- [Problem to work on]: In the stretch of records from the line containing "From this trail-camera image, detect the lens" through the line containing "[197,112,228,145]", swap "sighting log" for "observation log" and leave everything else unchanged. Give back only those lines.

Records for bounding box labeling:
begin
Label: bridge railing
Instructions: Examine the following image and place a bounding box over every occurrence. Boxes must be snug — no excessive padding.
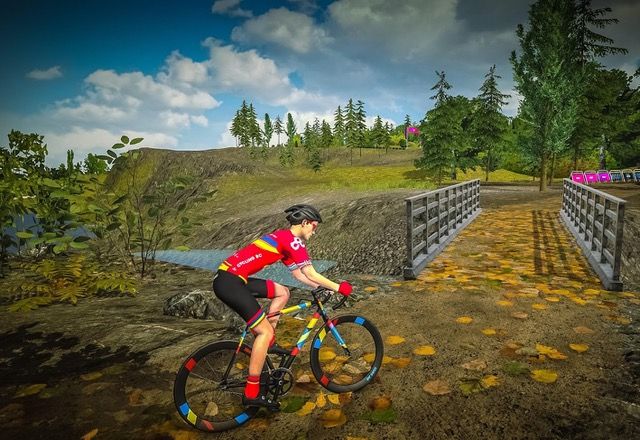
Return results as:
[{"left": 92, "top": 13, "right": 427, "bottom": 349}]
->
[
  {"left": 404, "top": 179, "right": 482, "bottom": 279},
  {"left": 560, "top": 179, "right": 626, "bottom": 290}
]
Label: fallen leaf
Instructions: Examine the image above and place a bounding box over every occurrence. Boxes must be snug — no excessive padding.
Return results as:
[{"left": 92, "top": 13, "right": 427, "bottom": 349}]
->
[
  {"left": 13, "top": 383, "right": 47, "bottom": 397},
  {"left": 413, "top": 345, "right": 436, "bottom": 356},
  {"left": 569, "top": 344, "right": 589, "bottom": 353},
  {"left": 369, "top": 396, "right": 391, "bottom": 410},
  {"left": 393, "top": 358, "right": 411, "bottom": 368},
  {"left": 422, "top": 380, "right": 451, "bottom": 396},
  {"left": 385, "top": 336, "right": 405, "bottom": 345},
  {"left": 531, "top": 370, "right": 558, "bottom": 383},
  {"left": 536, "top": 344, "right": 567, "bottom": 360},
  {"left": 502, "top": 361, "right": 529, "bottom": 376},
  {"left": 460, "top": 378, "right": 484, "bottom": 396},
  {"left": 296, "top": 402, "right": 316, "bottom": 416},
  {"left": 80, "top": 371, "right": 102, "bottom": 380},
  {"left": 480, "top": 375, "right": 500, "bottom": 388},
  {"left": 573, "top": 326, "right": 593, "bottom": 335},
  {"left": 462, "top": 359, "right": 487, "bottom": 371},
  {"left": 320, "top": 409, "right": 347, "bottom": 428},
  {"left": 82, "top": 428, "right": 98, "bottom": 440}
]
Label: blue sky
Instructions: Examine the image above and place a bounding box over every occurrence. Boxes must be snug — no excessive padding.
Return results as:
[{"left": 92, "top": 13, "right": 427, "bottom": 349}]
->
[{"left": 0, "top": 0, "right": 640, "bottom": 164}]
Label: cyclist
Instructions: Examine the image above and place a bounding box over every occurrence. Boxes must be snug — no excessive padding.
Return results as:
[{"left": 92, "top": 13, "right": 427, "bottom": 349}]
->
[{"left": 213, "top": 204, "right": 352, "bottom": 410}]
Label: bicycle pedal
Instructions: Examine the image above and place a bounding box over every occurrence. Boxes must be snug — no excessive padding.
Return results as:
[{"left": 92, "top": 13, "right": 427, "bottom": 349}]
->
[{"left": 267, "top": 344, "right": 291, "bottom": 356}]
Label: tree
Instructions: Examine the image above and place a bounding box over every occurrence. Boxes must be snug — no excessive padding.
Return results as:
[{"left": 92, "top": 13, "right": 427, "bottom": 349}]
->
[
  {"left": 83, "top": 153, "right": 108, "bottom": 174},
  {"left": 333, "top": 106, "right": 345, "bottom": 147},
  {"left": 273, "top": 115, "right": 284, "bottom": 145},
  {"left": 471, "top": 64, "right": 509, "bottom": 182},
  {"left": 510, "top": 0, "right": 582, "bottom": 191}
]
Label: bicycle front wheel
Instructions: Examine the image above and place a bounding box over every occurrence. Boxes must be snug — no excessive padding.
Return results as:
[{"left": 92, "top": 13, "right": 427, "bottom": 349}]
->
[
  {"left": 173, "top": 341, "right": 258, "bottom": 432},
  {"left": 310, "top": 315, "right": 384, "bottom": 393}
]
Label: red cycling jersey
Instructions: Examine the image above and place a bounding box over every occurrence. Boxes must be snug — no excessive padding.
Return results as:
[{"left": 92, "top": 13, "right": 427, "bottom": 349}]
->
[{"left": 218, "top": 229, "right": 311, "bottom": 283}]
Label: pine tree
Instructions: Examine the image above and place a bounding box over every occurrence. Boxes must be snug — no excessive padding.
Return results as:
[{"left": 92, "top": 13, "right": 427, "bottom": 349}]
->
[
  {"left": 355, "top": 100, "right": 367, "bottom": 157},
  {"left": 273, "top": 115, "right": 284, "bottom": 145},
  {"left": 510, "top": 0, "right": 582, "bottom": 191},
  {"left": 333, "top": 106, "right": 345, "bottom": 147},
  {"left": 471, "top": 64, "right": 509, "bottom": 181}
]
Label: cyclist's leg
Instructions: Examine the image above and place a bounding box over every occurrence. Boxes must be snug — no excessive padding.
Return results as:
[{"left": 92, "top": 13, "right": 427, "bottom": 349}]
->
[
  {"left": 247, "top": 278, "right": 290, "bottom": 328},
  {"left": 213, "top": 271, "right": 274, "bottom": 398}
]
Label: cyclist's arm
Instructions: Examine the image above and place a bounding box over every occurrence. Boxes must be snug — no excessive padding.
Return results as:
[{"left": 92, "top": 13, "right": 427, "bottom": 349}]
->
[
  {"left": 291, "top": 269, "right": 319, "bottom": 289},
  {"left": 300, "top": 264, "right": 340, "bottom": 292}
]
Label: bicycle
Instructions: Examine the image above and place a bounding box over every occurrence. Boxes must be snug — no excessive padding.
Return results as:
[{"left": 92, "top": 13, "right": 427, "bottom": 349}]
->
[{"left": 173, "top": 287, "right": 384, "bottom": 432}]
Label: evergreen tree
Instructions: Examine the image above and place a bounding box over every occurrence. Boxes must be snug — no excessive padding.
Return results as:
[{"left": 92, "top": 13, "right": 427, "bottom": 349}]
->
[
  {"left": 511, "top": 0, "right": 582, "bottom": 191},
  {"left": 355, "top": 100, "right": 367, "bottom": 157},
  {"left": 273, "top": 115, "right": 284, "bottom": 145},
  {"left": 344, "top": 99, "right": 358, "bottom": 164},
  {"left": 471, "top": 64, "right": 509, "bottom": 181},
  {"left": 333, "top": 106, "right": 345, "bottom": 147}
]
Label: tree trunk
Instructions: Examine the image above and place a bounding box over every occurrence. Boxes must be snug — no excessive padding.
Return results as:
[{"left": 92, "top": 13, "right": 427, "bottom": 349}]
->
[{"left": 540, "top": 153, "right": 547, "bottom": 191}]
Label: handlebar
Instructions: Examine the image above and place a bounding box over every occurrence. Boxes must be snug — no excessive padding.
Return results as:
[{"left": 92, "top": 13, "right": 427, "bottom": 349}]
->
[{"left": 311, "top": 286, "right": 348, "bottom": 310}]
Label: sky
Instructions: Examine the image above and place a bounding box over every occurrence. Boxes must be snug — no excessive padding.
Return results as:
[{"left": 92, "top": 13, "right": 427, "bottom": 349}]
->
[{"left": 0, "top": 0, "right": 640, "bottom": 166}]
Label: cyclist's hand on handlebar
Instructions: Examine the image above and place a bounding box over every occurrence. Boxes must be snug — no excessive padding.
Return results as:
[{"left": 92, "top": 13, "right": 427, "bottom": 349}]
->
end
begin
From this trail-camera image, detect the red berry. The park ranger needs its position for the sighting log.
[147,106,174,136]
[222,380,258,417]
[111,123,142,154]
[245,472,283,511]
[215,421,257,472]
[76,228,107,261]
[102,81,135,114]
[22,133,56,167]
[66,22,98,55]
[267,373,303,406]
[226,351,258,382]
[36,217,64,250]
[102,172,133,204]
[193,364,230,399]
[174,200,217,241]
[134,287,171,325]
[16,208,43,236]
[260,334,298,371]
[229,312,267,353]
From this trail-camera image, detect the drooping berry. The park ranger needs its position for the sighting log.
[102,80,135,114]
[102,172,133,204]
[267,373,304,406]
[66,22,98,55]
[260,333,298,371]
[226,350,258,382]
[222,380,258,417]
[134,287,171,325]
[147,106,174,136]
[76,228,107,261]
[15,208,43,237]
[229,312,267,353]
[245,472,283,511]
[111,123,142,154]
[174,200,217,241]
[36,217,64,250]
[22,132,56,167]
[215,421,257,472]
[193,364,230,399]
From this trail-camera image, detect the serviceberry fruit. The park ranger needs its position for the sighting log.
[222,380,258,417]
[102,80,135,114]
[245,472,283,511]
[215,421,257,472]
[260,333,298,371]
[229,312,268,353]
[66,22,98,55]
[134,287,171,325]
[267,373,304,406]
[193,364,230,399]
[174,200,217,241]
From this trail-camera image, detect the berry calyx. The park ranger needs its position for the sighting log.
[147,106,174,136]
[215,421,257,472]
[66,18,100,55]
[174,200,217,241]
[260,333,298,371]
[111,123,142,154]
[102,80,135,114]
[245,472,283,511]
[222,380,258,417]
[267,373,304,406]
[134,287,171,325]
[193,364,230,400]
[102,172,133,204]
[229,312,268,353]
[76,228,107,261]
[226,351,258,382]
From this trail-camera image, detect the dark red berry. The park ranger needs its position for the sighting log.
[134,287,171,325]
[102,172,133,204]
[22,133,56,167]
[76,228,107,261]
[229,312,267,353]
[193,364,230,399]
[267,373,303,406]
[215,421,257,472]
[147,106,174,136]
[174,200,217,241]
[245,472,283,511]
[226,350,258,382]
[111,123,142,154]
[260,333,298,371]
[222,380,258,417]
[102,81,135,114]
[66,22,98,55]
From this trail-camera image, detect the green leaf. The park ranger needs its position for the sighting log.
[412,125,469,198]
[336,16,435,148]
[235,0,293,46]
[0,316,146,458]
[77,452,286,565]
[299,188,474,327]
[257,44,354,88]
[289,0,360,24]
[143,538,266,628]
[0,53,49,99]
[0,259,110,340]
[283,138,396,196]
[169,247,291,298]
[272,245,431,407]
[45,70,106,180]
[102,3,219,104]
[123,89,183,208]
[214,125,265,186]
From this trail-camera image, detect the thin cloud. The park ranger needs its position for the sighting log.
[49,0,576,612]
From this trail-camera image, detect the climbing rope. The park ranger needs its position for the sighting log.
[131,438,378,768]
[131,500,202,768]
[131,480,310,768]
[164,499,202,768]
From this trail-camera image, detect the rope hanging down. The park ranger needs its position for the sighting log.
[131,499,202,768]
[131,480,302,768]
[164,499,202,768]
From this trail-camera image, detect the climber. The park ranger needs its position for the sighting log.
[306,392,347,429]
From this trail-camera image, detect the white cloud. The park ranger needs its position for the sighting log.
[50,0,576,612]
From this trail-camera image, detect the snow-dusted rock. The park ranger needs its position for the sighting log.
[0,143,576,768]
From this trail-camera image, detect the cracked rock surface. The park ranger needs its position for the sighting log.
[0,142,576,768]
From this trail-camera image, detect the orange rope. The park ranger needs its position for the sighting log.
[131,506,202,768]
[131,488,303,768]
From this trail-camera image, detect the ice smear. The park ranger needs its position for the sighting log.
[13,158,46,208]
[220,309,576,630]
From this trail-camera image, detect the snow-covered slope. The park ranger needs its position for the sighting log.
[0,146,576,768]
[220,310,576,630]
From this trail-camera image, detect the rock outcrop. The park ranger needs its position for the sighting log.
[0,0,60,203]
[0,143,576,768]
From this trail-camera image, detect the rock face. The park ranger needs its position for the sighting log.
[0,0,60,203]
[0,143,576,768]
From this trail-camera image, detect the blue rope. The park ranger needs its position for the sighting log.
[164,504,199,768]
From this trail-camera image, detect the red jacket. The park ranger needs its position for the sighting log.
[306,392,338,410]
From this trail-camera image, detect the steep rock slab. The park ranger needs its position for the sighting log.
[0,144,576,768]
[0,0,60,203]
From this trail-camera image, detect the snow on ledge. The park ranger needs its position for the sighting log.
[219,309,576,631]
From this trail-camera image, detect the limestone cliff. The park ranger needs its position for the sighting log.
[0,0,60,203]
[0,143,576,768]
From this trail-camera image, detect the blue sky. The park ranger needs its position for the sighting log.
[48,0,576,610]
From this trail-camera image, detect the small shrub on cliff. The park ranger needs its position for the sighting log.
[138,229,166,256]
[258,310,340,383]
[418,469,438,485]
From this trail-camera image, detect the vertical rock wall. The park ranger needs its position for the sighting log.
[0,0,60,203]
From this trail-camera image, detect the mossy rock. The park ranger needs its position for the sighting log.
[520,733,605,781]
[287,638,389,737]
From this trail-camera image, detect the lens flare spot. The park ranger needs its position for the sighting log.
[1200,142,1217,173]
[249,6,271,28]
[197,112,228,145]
end
- [Final result]:
From this trail-camera image, detect the lens flare spot. The park ranger needs its position for the observation log.
[1200,142,1217,173]
[249,6,271,28]
[197,112,228,145]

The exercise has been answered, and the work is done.